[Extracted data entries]
*** Block opens ***

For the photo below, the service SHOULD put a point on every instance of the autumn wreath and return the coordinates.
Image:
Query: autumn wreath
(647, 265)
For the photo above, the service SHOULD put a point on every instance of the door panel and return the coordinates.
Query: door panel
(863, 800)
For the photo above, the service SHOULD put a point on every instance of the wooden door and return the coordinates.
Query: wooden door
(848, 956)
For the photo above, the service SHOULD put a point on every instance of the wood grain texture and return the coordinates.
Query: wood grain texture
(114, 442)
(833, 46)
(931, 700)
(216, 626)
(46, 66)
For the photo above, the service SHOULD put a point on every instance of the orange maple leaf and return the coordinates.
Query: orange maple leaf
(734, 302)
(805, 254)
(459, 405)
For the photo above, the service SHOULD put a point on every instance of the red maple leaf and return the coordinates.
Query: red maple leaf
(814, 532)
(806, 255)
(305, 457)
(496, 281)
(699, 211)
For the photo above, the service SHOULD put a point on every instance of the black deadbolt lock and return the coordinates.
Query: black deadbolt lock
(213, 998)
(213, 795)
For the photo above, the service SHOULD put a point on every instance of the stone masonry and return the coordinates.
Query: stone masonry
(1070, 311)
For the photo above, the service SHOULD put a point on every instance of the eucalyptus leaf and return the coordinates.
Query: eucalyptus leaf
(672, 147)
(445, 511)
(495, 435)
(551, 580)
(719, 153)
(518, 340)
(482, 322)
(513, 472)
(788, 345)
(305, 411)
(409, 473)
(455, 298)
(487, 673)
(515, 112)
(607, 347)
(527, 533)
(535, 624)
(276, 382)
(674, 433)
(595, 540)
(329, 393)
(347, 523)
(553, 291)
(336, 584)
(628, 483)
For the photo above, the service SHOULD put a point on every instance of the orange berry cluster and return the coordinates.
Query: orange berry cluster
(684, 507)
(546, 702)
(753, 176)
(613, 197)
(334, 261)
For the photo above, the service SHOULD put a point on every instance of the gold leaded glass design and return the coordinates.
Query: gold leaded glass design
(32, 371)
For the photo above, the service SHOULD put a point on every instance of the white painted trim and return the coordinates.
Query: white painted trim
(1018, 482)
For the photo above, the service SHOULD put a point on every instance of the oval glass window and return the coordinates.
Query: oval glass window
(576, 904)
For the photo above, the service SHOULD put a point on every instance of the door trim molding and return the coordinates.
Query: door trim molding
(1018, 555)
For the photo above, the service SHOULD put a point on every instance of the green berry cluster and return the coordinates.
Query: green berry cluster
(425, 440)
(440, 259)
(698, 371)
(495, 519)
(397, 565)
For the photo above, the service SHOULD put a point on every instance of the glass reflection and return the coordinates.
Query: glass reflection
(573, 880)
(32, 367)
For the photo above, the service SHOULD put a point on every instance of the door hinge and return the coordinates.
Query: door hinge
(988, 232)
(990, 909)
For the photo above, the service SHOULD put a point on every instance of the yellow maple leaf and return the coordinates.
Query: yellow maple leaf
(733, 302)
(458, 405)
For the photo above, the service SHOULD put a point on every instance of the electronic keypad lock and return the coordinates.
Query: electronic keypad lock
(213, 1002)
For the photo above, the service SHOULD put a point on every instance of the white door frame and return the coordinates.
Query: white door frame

*** Block closes ***

Exercise
All of the entries above need to be output again exactly.

Solution for this exercise
For the photo below, the service SHOULD put a point on every instance of the autumn wreath and return the coordinates.
Image:
Query: autumn wreath
(647, 265)
For the photo above, the service SHOULD put a point on every instance of the door panel and return the coordinates.
Query: door panel
(863, 800)
For the photo above, the service SHOULD put a point on every instance of the wooden door and return the coordinates.
Query: wooden door
(848, 956)
For the photo above, the service SHOULD put a point on every instance of the wood grain texture and return the coordinates.
Query: wood grain texture
(114, 442)
(833, 46)
(931, 700)
(216, 626)
(46, 66)
For the photo above, the service SHOULD put a point on every instance of the orange maple leaf and return the coordinates.
Query: orange maple leaf
(734, 302)
(805, 254)
(459, 405)
For the photo above, the service SHOULD put a point on every instance of the red maple leaf and return the coordinates.
Query: red maple leaf
(814, 532)
(806, 255)
(305, 457)
(496, 281)
(699, 211)
For the photo above, the service SHOULD put a point on every instance of the black deadbolt lock and return the coordinates.
Query: black deadbolt lock
(213, 998)
(213, 795)
For the photo above, the service SHOULD put a point on every instance of the stone masonry and return the coordinates.
Query: stone masonry
(1070, 311)
For the photo above, the service SHOULD put a point on every instance of the eucalyptus leaf and return the coordinates.
Query: eucalyptus leaf
(672, 147)
(445, 511)
(495, 435)
(551, 580)
(719, 153)
(518, 340)
(482, 322)
(513, 472)
(788, 345)
(305, 411)
(409, 473)
(455, 298)
(487, 673)
(515, 112)
(607, 347)
(527, 533)
(535, 624)
(276, 382)
(674, 433)
(595, 540)
(329, 393)
(347, 523)
(553, 291)
(336, 584)
(628, 483)
For the photo above, the service SHOULD put a point on every instance of the orange berry cluster and return the coordinates.
Query: orange berry cluster
(684, 507)
(546, 702)
(753, 176)
(613, 197)
(334, 261)
For the photo above, the service SHOULD put a point on every instance of the gold leaded glass design and return the coordinates.
Query: gold leaded glass design
(32, 371)
For the photo above, the service SHOULD put a point on every instance of the white painted trim and return the coordinates.
Query: white painted trim
(1018, 482)
For the photo above, the service SHOULD put a point on every instance of the oval glass window and return the coordinates.
Query: oval glass window
(576, 904)
For the photo above, the service SHOULD put a point on every instance of the door trim molding and return the coordinates.
Query: door trim molding
(1018, 555)
For the photo above, the service SHOULD put a point on every instance of the green berry cluster and return the coordinates.
Query: green berry cluster
(425, 440)
(440, 259)
(698, 371)
(495, 519)
(397, 565)
For the photo above, the service SHOULD put a point on every instance of the glass reflection and return the coordinates.
Query: glass reflection
(573, 880)
(32, 367)
For the photo above, the service SHOULD put a point on every instance of the door hinge and return the coordinates.
Query: door hinge
(988, 232)
(990, 909)
For the photo above, the service SHOULD put a point on every instance of the yellow maple leaf and return the coordinates.
Query: yellow maple leaf
(733, 302)
(458, 405)
For the photo above, the service SHOULD put a point on every instance of the electronic keypad lock and return the coordinates.
Query: electronic keypad lock
(213, 1002)
For the photo above, the service SHOULD put a point on every instance of the white door frame and return the coordinates.
Query: white door frame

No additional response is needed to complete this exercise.